═════ RECORDS PROVIDED ═════

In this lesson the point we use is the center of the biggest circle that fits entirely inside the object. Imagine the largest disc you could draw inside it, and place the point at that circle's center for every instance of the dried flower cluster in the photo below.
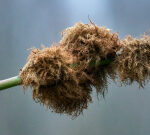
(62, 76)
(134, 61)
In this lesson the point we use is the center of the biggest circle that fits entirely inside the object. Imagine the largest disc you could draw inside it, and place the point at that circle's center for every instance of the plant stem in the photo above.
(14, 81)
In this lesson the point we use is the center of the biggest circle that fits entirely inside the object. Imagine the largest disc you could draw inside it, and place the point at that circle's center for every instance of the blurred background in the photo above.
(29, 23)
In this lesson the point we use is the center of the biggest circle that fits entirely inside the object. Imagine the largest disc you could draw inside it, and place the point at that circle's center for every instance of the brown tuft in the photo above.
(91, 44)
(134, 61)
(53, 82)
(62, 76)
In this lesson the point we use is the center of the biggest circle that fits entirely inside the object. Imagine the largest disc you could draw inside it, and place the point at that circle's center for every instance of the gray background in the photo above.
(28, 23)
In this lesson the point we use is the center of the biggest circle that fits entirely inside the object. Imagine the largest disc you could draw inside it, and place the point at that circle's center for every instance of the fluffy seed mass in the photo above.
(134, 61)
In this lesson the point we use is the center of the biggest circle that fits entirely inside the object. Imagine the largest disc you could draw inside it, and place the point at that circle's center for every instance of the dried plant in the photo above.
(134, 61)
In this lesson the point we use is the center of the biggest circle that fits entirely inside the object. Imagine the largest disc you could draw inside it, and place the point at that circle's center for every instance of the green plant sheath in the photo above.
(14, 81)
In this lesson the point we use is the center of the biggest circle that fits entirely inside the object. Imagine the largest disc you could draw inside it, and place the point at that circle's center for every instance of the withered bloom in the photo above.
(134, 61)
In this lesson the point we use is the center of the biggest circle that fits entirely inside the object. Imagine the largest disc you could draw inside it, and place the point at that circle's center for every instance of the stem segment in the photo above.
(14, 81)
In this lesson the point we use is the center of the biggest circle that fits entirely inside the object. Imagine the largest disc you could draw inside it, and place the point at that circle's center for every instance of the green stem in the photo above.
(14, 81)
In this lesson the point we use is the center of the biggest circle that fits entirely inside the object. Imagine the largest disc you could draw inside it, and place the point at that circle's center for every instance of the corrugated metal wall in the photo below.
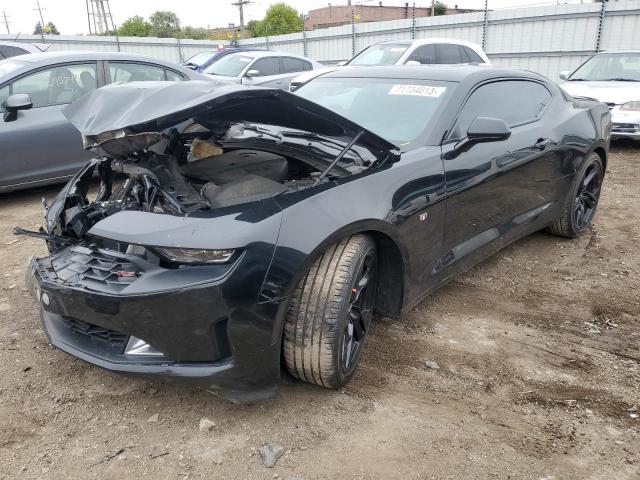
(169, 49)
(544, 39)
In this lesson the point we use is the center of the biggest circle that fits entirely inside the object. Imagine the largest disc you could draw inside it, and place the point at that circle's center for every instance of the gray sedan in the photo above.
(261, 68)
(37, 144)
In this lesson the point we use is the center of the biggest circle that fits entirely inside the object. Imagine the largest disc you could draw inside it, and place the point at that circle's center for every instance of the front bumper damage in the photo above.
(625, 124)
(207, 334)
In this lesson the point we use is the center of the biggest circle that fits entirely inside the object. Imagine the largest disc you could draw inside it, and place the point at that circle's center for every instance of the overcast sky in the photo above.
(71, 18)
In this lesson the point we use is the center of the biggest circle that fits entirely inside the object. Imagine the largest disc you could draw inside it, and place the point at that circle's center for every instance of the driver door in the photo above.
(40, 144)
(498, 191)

═════

## PROBLEM TO SOLVE
Copy each line of the records precisely and drop any images they hold.

## ANSWER TO THIS EXERCISE
In this lesson the point we use is the center of the biggest circle that fits entirely inside the object. Imagine the largest disc you could draw inside it, and place the point at that circle's center for every instance of the dried flower cluster in the photo below.
(62, 76)
(134, 61)
In this lesson the point we use is the center of the biggest circle that fits entirely inside the object. Imagine the largest disc you could draw inside it, and place the point at that circle's center for every instance of the plant stem in the photo above.
(14, 81)
In this lesson the point we use is the center of the biggest circle that fits entirely inside the object. Imagine the largest disc you could draw inside it, and place the point at that circle's center for every instance of the blurred background in the photo above.
(29, 23)
In this lesson the point we use is the center of the biggest circle that fits entirely inside the object. Imagine the largest disc you could draw inside it, and place the point at that circle's center for every instance of the brown tuft in the photo above.
(91, 44)
(134, 61)
(53, 82)
(62, 76)
In this lesson the point we use is the center of the biggest circle that fits entirely inside the object. Imagine the largest disc you could draw inside it, and place the point at that circle's center for every instance of the gray background in the photo above.
(28, 23)
In this lesson the point we use is the center of the biggest circle that fits entirely inside the object. Imagine the largest disc you could draw inside it, and place the point at that circle's center for every instance of the fluffy seed mass in the photo above.
(134, 61)
In this lesson the point we use is the center of the biggest circle that fits entirely inside the object. Imagine the largest disc you could draw inside it, and place the point at that circle's center for every instance of the dried plant in the photo above.
(134, 61)
In this lesson the point we use is the center of the biggest circle that fits entirely inside the object. Imagine the largest disc you could draw inside it, and place the point at that circle's center for every instance of the green plant sheath in the photo above.
(14, 81)
In this lesson the point we use is the center of the biggest circle that fits entirely inside the object. Imagine the largest disc you could draw inside it, and place the point at that circle's center for every instance of the withered bloom in the photo above.
(134, 61)
In this lesson the point we use is the center of the biggest circle that fits entirely inside the object. Imagine the largest disc you could draw inside it, and place the point at that circle's center for every instance of the stem segment in the photo above.
(14, 81)
In this lesson the point we use is the center of the biggest circle that fits entirely inside the object. Imagine the largest disc you could draw inside it, and place the point at that circle's center for every instance of the green stem in the photo above.
(14, 81)
In this lesson the point we use is the center of the biggest circle that fits entirely inside the object. Imagine the largest disc you could draw inside it, and place the point at that circle's center for every instance of the corrugated metal wall in the photo below.
(169, 49)
(544, 39)
In this lesson the point we use is the center of the biggest circle that fits entirely inside the object. Imagine the largest disc you could draw inside it, and place the point at that circle's center for every instance of the gray sedan in the photo above.
(261, 68)
(37, 144)
In this lesson the point we use is the center of the biggest circle that fits entirely inside the object. Imagine the largest disc you could draw inside it, and place the point at that circle's center for every instance of the front bumper damage in the photo above.
(625, 124)
(207, 334)
In this lesson the point we use is the center of the biggest circle that fits entirely inside the object. Imagine the largest disc you could draw inside it, and place the point at that circle's center for every instance of the overcast sky in the photo above.
(71, 18)
In this lesson the point we use is the center of the biggest circle that fits entirely inside the object. Imagine the largest disc you could draw inside it, and place the point at that circle's center for every instance of the driver door in the photo above.
(40, 144)
(498, 191)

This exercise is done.